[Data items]
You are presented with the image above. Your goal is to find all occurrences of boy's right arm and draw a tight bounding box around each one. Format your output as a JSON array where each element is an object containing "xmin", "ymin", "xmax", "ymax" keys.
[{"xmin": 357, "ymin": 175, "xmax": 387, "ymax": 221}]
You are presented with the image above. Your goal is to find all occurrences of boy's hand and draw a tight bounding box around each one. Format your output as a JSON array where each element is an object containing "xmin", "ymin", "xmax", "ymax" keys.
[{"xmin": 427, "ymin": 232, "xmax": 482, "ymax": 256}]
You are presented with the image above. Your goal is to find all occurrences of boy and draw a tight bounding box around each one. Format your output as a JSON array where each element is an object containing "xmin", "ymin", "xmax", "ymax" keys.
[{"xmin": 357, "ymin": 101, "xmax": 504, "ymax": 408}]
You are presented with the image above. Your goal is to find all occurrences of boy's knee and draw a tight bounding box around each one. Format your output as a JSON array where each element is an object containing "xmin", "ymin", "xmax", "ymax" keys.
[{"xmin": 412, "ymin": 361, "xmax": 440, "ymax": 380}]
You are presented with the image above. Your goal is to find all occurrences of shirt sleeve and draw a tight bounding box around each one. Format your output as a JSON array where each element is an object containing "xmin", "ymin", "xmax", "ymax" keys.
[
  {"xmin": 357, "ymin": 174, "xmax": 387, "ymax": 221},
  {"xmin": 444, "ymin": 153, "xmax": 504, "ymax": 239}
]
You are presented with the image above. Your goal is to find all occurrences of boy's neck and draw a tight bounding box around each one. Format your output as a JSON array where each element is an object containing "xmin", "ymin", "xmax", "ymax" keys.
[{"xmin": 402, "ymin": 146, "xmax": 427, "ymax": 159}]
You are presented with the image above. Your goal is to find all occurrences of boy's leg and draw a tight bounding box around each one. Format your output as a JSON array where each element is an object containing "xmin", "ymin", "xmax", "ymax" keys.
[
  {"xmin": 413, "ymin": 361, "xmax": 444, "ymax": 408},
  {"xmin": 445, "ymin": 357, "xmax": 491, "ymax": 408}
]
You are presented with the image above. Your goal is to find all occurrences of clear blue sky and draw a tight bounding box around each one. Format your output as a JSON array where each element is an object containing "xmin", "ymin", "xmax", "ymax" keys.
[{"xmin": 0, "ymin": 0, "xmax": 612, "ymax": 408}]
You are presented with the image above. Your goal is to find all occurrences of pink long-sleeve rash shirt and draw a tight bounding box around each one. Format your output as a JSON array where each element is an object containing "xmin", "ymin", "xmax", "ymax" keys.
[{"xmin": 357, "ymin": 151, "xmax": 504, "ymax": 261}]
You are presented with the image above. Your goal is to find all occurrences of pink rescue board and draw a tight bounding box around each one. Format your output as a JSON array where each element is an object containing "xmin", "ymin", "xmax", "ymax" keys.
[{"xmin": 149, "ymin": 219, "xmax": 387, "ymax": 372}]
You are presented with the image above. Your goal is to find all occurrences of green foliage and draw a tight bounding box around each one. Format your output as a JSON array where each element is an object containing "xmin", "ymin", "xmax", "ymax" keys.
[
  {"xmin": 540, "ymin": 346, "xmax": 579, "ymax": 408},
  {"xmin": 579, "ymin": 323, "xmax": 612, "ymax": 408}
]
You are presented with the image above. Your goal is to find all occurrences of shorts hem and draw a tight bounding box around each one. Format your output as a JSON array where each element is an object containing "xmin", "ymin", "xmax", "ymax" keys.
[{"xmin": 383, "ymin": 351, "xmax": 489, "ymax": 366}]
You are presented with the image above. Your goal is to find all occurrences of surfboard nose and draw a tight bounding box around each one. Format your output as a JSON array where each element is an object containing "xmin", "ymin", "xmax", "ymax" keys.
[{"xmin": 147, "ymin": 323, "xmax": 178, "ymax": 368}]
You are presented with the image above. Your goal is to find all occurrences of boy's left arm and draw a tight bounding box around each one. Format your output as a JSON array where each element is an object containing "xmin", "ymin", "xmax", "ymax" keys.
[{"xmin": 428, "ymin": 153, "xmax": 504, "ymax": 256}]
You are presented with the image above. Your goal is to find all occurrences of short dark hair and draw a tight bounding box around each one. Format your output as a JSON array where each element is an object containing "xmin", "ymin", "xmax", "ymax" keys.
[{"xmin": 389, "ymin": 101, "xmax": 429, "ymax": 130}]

▶ **AIM**: Collect every line of the records above that contains the string "sleeve", with letter case taken into account.

▶ **FINISHED TASK**:
You are presented with the image above. Your goal is to find all occurrences of shirt sleeve and draw a tight bounding box around each one. Format your output as a JSON array where each element is an object containing "xmin", "ymin", "xmax", "ymax" keys.
You are presented with the image above. Your goal is to find all occurrences of pink long-sleeve rash shirt and draw a tight bounding box around each one. Format your output as a JSON array where each element is an object containing "xmin", "ymin", "xmax", "ymax" keys.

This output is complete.